[Task instructions]: From the first line of the items below through the line that contains "[[55, 115]]", give every line as a JSON list of strings, one string per line. Skip blank lines and leave the pictures out.

(Point labeling dataset excerpts)
◆ ◆ ◆

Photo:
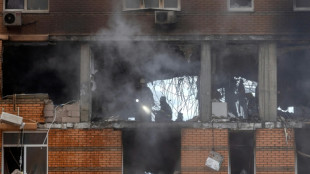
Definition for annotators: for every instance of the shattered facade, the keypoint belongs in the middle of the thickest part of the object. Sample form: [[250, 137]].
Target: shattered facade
[[155, 86]]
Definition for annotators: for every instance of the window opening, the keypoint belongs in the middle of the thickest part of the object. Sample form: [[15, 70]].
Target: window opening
[[151, 4], [241, 150], [241, 5], [137, 85], [27, 5], [301, 5], [24, 152], [303, 150], [293, 82], [51, 69], [234, 84]]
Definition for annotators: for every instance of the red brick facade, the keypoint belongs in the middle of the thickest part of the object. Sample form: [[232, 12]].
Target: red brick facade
[[202, 17], [273, 155], [85, 151], [196, 145]]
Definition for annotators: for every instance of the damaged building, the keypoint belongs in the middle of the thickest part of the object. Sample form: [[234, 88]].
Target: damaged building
[[155, 86]]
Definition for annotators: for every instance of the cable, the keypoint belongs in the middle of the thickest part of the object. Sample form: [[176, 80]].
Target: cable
[[55, 115]]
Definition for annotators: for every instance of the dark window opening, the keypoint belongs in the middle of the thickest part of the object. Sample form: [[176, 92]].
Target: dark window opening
[[240, 3], [153, 151], [241, 152], [25, 152], [302, 3], [138, 75], [293, 81], [14, 4], [54, 70], [234, 82], [302, 141], [12, 157]]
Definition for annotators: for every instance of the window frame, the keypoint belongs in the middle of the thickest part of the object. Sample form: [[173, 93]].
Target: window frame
[[240, 9], [299, 8], [161, 6], [25, 10], [24, 146]]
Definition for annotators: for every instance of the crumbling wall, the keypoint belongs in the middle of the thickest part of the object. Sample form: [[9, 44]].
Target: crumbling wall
[[68, 113], [30, 106], [85, 151], [273, 153], [196, 145]]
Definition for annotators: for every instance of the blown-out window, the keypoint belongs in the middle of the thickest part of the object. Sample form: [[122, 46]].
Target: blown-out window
[[151, 4], [240, 5], [25, 152], [301, 5], [26, 5]]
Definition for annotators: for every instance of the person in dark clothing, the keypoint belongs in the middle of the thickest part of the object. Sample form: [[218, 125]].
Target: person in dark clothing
[[145, 102], [165, 112]]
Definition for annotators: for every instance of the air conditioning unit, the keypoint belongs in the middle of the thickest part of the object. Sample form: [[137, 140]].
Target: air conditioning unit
[[11, 118], [12, 18], [165, 17]]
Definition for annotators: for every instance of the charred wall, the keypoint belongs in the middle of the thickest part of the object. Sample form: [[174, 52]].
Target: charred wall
[[52, 69]]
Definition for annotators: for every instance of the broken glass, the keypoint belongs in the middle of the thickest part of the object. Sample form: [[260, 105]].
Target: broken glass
[[151, 3], [235, 75], [37, 4], [36, 160], [293, 82], [181, 95], [14, 4], [302, 3], [171, 4], [132, 3], [240, 3]]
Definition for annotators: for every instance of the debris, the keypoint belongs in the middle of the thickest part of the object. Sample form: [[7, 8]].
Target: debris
[[214, 160]]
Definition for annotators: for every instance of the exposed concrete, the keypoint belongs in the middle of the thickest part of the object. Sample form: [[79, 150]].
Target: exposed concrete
[[234, 37], [267, 81], [177, 125], [69, 113], [205, 105], [85, 94]]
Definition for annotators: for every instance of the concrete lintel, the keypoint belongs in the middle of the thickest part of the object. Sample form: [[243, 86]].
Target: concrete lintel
[[233, 37], [174, 125]]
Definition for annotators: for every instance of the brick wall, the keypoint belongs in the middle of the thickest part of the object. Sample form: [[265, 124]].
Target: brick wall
[[273, 155], [199, 17], [83, 151], [30, 106], [196, 145]]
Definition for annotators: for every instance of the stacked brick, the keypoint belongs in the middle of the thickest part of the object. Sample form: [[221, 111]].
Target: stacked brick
[[273, 154], [195, 147], [30, 106], [82, 151], [69, 113]]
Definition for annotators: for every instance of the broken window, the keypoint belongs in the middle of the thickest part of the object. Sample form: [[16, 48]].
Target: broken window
[[241, 152], [293, 81], [33, 5], [241, 5], [14, 4], [301, 5], [151, 151], [51, 69], [234, 84], [302, 141], [137, 78], [25, 152], [181, 95], [151, 4]]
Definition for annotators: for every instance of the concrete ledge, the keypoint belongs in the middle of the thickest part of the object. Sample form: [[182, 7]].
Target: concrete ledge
[[133, 124]]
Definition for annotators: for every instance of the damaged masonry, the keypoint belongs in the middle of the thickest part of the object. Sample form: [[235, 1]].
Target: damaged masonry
[[155, 87]]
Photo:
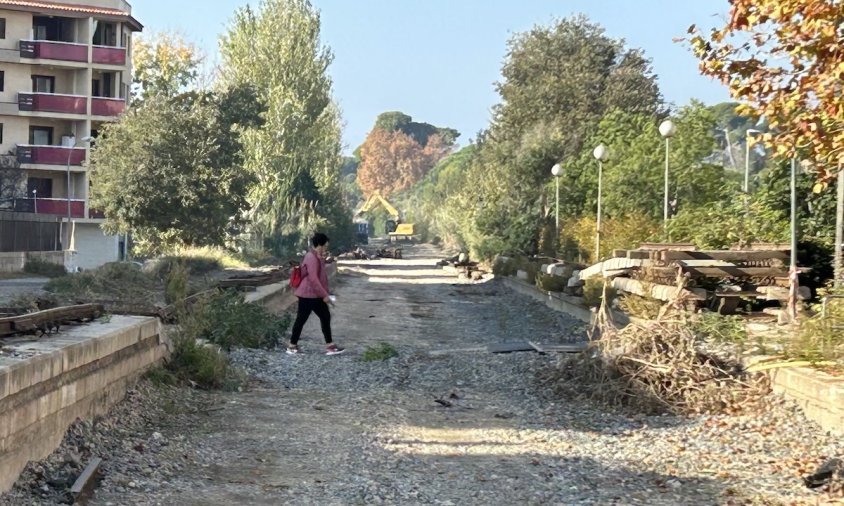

◆ ◆ ◆

[Written response]:
[
  "Photo:",
  "Definition for annotators: for every instance of the shattered facade, the keypoint belongs in the middle of the thickest part of the object. Sample form: [[250, 137]].",
  "Target: shattered facade",
  "[[155, 86]]",
  "Definition for annotators: for every instance of the window opening, the keypoint belongs in the middle of the thickest part of the object. Sample form: [[15, 70]].",
  "Target: window opening",
  "[[151, 4], [241, 150], [241, 5], [137, 85], [27, 5], [301, 5], [24, 152], [303, 150], [293, 82], [51, 69], [234, 84]]",
  "Definition for annotators: for every instance of the red brick facade, the keypoint belongs in the middle of the thickest part of the object. Sample form: [[232, 12]].",
  "Target: red brick facade",
  "[[202, 17], [273, 155], [85, 151], [196, 145]]",
  "Definition for annotators: for every instance of the damaged building, the keypoint belongs in the middle of the thickest part of the object. Sample form: [[234, 88]].",
  "Target: damaged building",
  "[[155, 86]]",
  "Definition for annotators: for every instance of the cable, the keypoint belongs in the middle of the thickest part of the object. Sample form: [[176, 80]].",
  "Target: cable",
  "[[55, 115]]"
]